WHAT THIS TASK INVOLVES ▸ Collect all lines from the listing that include the string "steps".

((

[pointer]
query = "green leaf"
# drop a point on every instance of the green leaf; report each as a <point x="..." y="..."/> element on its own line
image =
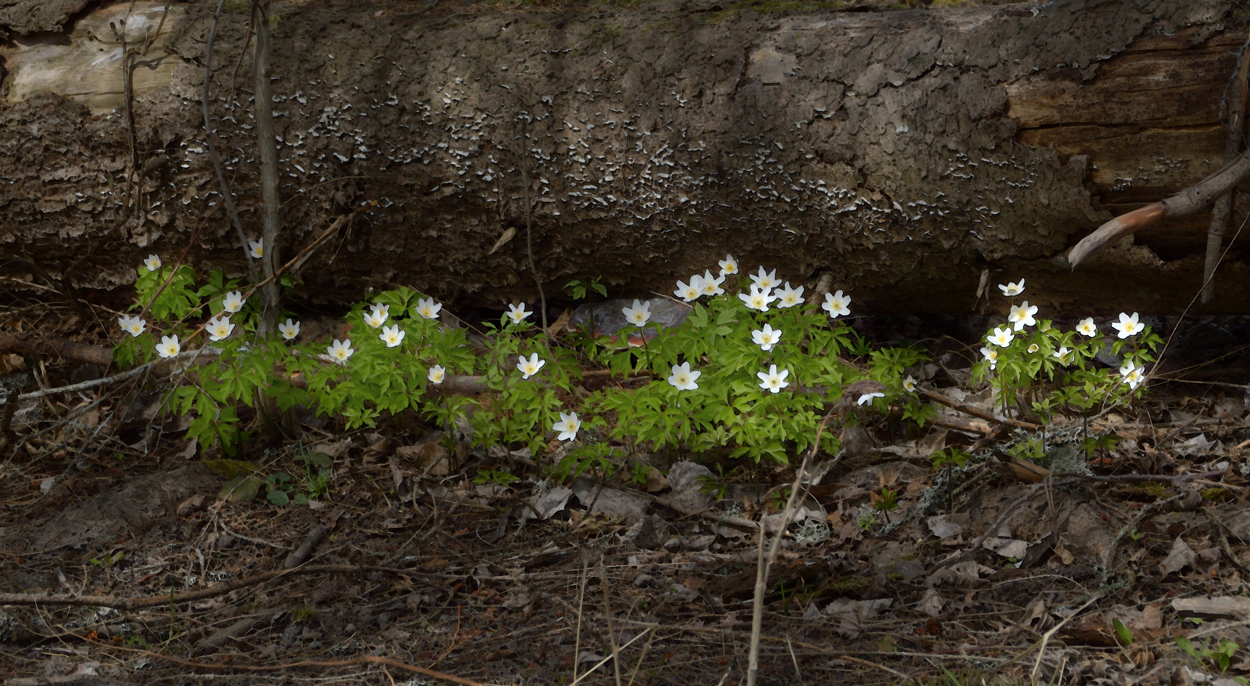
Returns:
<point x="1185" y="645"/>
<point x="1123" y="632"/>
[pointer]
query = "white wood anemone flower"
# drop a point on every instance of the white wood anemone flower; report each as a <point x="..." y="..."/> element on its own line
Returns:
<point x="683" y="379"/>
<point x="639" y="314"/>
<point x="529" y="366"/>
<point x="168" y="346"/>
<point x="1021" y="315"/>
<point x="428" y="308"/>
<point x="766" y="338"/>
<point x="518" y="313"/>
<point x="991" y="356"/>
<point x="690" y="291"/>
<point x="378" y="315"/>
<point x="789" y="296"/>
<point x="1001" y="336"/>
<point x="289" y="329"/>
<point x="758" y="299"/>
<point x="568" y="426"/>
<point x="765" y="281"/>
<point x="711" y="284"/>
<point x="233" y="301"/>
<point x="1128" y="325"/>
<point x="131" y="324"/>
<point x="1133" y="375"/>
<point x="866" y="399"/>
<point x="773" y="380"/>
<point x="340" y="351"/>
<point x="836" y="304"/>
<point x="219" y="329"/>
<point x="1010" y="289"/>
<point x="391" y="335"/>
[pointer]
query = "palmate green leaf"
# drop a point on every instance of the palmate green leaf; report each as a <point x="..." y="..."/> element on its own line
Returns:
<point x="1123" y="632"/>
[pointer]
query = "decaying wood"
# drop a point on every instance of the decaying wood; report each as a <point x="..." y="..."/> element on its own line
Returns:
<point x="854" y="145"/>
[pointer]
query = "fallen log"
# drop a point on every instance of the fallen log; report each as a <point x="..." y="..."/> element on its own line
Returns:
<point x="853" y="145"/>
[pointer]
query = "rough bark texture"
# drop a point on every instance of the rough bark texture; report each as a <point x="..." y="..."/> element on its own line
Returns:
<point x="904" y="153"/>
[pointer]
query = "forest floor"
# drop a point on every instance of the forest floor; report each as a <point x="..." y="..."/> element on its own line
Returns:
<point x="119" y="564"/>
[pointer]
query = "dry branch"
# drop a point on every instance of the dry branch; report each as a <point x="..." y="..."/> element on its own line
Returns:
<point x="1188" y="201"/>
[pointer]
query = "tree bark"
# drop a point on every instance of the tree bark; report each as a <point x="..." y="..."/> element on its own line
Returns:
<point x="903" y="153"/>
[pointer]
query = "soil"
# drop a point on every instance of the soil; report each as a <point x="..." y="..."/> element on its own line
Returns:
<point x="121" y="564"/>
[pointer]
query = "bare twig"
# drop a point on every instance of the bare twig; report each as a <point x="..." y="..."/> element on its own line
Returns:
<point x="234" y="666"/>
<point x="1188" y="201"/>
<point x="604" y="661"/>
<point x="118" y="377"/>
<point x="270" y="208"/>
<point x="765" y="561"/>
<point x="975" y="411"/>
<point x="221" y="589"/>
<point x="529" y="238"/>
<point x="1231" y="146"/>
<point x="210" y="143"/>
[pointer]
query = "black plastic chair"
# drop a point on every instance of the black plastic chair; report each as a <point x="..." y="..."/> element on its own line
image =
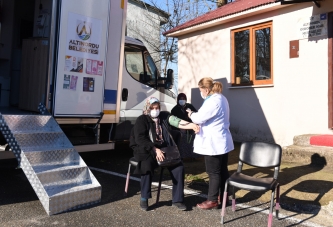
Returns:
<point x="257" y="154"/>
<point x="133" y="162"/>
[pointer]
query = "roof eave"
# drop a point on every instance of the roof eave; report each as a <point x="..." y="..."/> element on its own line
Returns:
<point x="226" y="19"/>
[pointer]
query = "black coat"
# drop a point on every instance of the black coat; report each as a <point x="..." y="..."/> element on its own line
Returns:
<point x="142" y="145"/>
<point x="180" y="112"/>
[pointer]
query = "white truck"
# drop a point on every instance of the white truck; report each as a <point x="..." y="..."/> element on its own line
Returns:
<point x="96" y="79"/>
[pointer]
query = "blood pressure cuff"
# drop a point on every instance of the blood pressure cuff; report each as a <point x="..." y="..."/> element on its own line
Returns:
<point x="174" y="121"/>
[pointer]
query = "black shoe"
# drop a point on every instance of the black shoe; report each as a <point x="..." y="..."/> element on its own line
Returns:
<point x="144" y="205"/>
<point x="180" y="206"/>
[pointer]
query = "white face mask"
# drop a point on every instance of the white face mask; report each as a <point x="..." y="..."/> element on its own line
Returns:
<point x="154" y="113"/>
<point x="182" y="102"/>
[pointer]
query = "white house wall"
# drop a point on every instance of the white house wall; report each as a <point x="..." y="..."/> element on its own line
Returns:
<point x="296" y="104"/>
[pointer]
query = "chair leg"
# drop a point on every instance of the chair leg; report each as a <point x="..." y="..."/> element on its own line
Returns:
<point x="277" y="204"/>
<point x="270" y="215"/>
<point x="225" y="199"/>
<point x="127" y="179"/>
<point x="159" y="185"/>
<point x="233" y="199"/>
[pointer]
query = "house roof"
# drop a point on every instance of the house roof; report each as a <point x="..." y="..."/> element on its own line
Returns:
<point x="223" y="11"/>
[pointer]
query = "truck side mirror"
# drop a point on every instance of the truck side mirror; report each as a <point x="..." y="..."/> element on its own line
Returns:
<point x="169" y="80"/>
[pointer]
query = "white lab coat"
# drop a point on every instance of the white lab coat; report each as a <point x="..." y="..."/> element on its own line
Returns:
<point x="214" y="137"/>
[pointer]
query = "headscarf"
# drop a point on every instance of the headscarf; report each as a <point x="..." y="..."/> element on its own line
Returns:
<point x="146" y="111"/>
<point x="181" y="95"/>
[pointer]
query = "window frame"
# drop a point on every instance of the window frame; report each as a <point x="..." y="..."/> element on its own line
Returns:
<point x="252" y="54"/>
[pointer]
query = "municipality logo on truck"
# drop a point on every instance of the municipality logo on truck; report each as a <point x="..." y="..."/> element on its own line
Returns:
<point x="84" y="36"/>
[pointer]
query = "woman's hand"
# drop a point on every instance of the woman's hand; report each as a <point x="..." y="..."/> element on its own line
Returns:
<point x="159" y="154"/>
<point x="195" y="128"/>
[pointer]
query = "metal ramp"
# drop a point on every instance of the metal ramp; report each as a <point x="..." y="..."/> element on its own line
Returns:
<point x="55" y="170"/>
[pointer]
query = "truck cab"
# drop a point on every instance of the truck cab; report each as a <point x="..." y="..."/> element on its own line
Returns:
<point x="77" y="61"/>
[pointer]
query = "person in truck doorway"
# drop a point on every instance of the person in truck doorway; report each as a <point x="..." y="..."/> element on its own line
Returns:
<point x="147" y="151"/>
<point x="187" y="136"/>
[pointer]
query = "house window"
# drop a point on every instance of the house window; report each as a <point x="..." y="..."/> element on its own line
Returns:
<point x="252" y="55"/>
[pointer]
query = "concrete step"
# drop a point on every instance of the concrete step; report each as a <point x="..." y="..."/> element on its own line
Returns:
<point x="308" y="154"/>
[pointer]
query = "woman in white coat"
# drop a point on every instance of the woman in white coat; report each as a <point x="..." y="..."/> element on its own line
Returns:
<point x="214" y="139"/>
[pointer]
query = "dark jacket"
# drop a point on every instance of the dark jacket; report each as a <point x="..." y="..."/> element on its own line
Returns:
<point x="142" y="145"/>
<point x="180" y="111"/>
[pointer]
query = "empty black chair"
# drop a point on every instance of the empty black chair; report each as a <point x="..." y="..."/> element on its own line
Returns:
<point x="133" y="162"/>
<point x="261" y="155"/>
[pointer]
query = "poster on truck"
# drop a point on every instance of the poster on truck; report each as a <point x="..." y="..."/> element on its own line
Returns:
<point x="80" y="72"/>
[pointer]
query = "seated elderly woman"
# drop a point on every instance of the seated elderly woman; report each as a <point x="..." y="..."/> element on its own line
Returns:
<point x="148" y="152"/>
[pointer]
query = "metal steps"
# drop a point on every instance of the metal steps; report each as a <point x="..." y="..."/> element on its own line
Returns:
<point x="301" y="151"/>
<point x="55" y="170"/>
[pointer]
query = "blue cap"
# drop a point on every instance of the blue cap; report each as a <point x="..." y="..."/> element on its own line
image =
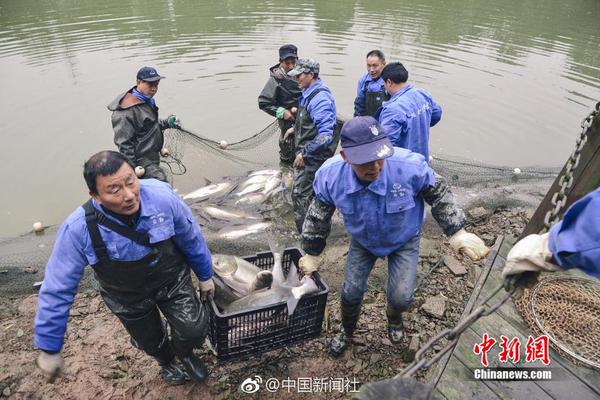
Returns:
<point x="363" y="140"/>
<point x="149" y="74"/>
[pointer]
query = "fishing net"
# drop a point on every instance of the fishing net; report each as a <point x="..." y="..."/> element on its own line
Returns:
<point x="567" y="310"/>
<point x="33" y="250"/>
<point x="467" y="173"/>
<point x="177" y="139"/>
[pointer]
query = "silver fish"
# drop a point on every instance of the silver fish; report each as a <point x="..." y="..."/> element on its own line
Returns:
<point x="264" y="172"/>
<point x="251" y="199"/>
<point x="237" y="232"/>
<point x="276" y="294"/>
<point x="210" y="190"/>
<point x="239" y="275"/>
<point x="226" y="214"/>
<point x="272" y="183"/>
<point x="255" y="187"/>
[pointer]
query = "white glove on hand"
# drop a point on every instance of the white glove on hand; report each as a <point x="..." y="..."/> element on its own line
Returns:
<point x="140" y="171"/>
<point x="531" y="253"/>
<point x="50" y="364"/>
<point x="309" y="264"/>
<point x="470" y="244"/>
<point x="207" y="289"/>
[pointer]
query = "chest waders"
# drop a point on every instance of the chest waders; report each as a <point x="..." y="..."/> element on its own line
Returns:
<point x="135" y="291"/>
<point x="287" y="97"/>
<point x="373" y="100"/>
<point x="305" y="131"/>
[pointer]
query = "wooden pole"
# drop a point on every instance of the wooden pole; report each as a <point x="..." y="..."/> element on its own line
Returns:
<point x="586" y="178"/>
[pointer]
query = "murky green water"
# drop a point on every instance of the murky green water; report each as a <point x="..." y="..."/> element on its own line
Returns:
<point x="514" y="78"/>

))

ANSWER TO THIS PROBLEM ▸
query = "metal steps"
# drop a point on every instance of the metal steps; report each as a <point x="..." y="..."/> element on its own line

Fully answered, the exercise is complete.